■ What the exercise asks
The entries below must be transcribed exactly. Leave nothing out.

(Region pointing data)
%%

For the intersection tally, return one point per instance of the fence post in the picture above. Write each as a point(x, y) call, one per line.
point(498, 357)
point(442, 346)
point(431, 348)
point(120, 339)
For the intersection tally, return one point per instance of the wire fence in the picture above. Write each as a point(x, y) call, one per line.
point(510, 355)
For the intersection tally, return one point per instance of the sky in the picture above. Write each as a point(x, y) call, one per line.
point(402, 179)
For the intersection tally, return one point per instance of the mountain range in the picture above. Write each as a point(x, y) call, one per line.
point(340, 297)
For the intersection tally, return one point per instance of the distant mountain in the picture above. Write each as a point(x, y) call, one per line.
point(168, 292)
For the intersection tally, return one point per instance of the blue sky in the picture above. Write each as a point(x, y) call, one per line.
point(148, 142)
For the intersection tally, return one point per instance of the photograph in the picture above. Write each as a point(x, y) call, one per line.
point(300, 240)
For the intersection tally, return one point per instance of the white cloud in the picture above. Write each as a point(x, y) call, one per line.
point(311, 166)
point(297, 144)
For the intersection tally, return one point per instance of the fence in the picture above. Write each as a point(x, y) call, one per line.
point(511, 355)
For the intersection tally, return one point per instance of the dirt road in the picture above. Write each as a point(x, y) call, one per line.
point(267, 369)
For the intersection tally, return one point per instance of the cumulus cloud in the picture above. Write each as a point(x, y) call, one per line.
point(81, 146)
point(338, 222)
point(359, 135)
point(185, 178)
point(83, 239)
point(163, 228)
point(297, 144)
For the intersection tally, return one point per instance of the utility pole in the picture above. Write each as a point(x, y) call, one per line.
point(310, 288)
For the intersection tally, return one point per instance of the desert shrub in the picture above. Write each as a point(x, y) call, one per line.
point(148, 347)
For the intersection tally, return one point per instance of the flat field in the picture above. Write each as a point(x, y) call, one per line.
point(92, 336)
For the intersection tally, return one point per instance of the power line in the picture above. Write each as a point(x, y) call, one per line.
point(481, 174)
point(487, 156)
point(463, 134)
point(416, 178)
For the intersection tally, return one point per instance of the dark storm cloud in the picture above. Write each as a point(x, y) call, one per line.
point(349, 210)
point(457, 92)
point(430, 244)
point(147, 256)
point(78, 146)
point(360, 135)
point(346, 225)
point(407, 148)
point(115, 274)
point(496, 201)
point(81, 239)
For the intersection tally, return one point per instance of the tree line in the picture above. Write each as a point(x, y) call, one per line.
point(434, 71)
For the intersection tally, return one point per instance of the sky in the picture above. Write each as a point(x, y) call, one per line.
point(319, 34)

%%

■ Written response
For the intersection tally, return one point per instance of the fence post in the picture above. Write each as a point(x, y) call, one per line.
point(498, 357)
point(442, 346)
point(431, 348)
point(120, 339)
For the intersection tally, return one point per instance of the wire fence in the picture above. Write each as a point(x, y) call, one per line.
point(510, 355)
For the intersection tally, return one point per instance of the sky in the picture above. Write each as a point(x, y) call, one per line.
point(402, 179)
For the intersection tally, return one point per instance of the mountain range in the picture above. Write each as a point(x, y) call, one per line.
point(340, 297)
For the intersection tally, return one point per instance of the distant mountain in the picture above. Write each as a point(x, y) call, one per line.
point(168, 292)
For the intersection tally, return one point per instance of the blue sky in the picture above. Write each as a point(x, y) call, one per line.
point(148, 142)
For the intersection tally, return one point per instance of the photograph in the picture above. Write each as a point(x, y) call, one per line.
point(300, 240)
For the intersection tally, return one point per instance of the white cloud in the picture above. Write each as a point(x, y) call, one per line.
point(311, 166)
point(297, 144)
For the intersection tally, return one point per instance of the fence in the picture above. Write each as a point(x, y) call, one per line.
point(511, 355)
For the intersection tally, return one point per instance of the dirt road in the picture above. Write each as a point(x, y) call, one per line.
point(267, 369)
For the intersection tally, return one point per instance of the cumulus cloud in the picture above. Write each as a point(x, y) call, one per line.
point(81, 146)
point(338, 222)
point(359, 135)
point(185, 178)
point(83, 239)
point(163, 228)
point(297, 144)
For the intersection tally, return one point per instance of the utility pole in the picture above. Write each as a point(x, y) call, one per line.
point(310, 288)
For the intersection tally, return one point per instance of the desert shrub in the picture above. Write each as a point(x, y) call, one per line.
point(148, 347)
For the intersection tally, return one point per instance of the flat field in the picture above. Write each as a point(x, y) call, one per line.
point(92, 336)
For the intersection tally, return one point per instance of the power line in the picture above. Write each as a point(x, y) call, one per line.
point(481, 174)
point(487, 156)
point(463, 134)
point(416, 178)
For the intersection tally, return one point per instance of the dark storm cloud in the picture above. Write each as a point(x, y) call, one per line.
point(349, 210)
point(457, 92)
point(430, 244)
point(147, 256)
point(78, 146)
point(360, 135)
point(346, 225)
point(407, 148)
point(115, 274)
point(496, 201)
point(81, 239)
For the intersection tally, return one point per instance of the tree line in the picture above. Write each as a point(x, y) call, one per line.
point(434, 71)
For the intersection tally, return one point per instance of the sky in the picture above. Write each as a point(x, y) call, one per line.
point(319, 34)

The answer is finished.